## WORK REQUEST 1:
In the journal entry about breakfast with Alan, where is Joe Mama's located?
## WORK REQUEST 2:
Write the next part of the journal entry about breakfast with Alan and the conversion decision, starting after its final line.

## EXCERPTED PASSAGE:
How bout that

Summer and the Summer Moon Above

Saturday gratefuls: Pavilion L at Denver Health. Travel Clinic. Those two nurses. Typhoid vaccine. Immunocompromised. Joe Mama’s. Alan. Driving down the hill. A cool but clear day so far. Rain yesterday. Rabbi Jamie’s 18th anniversary. The potluck. Ice Cream from Liks. Seeing Sally, Ann, Ellen, Dick, Alan, Cheri, Helen, Rich, Kim, Rich’s mother, Irene, Elizabeth, Susan. A community. My community. An informal conversion. Me. Crossing the Threshold. A ritual. Herme, a one man show. Anemia. Weariness.

Sparks of Joy and Awe: Alan and me

One brief shining: Yesterday in a ten foot wide breakfast place Joe Mama’s Alan and I managed a feat worthy of an updated Buster Keaton sketch wherein I arrive early and take a seat at a two-topper right ear against the wall and back to the door order coffee looking at the menu until I decide to text Alan thinking he’s found the place as hard to locate as I did only to discover a text had come in from him saying the same huh so I turn around as Alan gets up from the table behind me where he’s been sitting for ten minutes having just read my text. Oh.

 

Still laughing about that one. Once a month I drive down the hill and go to breakfast with Alan somewhere in the west Denver metro. This time it was Joe Mama’s. A clever name. I missed it twice. It’s situated between Celebrity Tattoos and The Glass Pipe Shop in a tiny strip mall on busy Colfax. My deaf left ear to noise, my right ear protected by a wall sound comes to me much more clearly, with or without hearing aids. So my back to the  door since the two-tops were only on the right side as you enter. Alan missed me when he came in and we sat like teenagers across the table from each other texting unaware of the other’s presence. Funny.

 

Finished a session with Rabbi Jamie on Jewish prayer. Can’t believe I’m about to say this, but I am. I’m gonna convert. Or, join up. Or, whatever. It wasn’t so much about this session as it was a journey of the heart, a long one. A really long one.

 

Just sent this note to Jamie:
Can’t believe I’m saying this, but I want to go through the conversion process. Not so much to convert, I believe I’ve already done that in my heart, but to get more of the shared language of Judaism. That way I can appreciate the opportunities at CBE much more.

## DATA RECORDS:
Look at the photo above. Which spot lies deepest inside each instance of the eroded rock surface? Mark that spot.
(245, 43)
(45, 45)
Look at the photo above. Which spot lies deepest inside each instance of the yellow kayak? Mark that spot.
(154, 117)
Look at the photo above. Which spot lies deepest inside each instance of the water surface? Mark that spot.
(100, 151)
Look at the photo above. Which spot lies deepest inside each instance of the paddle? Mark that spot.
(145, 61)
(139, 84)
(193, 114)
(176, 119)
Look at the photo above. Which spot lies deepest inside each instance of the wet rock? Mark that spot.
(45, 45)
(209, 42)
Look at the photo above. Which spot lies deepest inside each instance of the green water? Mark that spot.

* * *

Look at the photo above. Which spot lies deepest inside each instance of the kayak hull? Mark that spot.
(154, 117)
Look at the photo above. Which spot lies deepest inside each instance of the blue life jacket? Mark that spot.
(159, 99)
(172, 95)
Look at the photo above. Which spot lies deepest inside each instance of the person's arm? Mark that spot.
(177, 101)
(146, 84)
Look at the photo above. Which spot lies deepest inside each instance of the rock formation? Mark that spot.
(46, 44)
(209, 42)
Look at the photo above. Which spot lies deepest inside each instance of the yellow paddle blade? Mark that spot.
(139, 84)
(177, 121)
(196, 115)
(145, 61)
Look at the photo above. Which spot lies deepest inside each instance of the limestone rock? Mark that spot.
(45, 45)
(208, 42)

## FINAL ANSWER 1:
Between Celebrity Tattoos and The Glass Pipe Shop, in a tiny strip mall on busy Colfax.

## FINAL ANSWER 2:
Been on my mind for a while, but the recent work with metaphor and this morning’s work with the prayers has opened a way in for me at the human, non-metaphysical level I hadn’t felt before.
Said I was done with joining things. Well, I was. Now, I’m not.

 

Let me give you a brief synopsis of the journey: As an anthropology student, I had an assignment to visit a synagogue and write it up from an anthropological perspective. It felt very foreign to me. Somewhat foreboding. At the same time I was dating a Jewish girl and met her parents. He was a jeweler, but very well read in philosophy which was also my major at the time. That really impressed me.

After my first philosophy class at Wabash demolished Christian proofs for the existence of God, I exited the Christian faith and became an existentialist vis a vis Camus.

You know already, most of you, about my seminary and ministry experience focused, I now know, on the God as judge metaphor. God judged our society and found it wanting when it came to caring for the poor, the other, the downtrodden. So did I. So do I.

I was a Christian. Yes, I was. But the glue that held me there was weak from a theological perspective. Justice has other roots than the New Testament demands for loving the neighbor. So when I felt the need to leave, it was not a difficult change. Especially since I’d found Kate and she me.

At the time I found Kate I was also dating Caroline Levy and had a connection, never acted on, with Ellen Sue Stern. All three Jews. I had also made a vow to myself during college that I would not seek spiritual guidance outside the Western tradition. Why? Because culture is so powerful I believed we could only reach profound understanding with Western inflected religious tradition.

I mostly followed that. No Buddhism. No Hinduism. Well, almost none. Taoism however did exert a pull on me. And remains an integral part of my essentially animist approach to finding the sacred.

Then Kate and I moved to Shadow Mountain and because of her earlier conversion found Congregation Beth Evergreen. I became an embedded pagan over the last eight years first as Kate’s husband and then on my own right. I was happy with that until this morning. Now I want to move all the way inside the miskhan, the sacred temple that is the Jewish people.

I’ve probably known I would do this since Patty told me Have a nice Easter and unbidden rose within me no, I’m a Passover guy. That was my clue that I’d converted in my heart already.

So I’m gonna do it. Yes, I surprised myself here. Happy to do so. Consistency as my evergreen buddy Ralph Emerson says is the hobgoblin of small minds.